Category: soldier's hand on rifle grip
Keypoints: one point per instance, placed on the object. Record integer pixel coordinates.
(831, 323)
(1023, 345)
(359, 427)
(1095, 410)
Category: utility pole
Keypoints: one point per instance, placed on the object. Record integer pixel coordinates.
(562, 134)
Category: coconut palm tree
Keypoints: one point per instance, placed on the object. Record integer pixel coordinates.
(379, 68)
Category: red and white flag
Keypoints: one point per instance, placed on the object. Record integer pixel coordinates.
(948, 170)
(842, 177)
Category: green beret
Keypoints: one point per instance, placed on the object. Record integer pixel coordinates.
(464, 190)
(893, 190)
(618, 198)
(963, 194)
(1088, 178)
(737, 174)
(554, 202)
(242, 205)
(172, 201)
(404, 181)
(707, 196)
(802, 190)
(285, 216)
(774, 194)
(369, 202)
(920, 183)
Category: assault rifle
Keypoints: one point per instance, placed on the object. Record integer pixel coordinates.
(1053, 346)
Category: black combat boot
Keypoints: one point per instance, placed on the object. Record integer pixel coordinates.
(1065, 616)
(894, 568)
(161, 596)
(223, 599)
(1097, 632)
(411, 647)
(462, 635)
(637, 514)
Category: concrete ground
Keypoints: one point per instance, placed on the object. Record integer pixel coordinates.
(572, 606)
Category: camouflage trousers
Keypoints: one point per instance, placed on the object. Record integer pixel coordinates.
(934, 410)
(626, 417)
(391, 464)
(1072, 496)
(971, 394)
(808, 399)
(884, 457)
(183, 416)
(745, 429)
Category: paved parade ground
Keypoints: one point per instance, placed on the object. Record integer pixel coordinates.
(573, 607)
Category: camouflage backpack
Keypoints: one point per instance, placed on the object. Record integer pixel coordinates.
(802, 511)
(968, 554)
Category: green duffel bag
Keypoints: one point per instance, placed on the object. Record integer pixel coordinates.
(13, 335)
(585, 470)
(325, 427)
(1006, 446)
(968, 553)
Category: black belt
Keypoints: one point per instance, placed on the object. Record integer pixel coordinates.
*-*-*
→ **Aim**
Update the part that opens with the line containing "Category: black belt" and closes at the end of the records. Change "black belt" to "tactical belt", keep everything else the same, and return only those lines.

→ **The result**
Category: tactical belt
Keypoints: one point per instance, placed on the object. Record integer pixel coordinates.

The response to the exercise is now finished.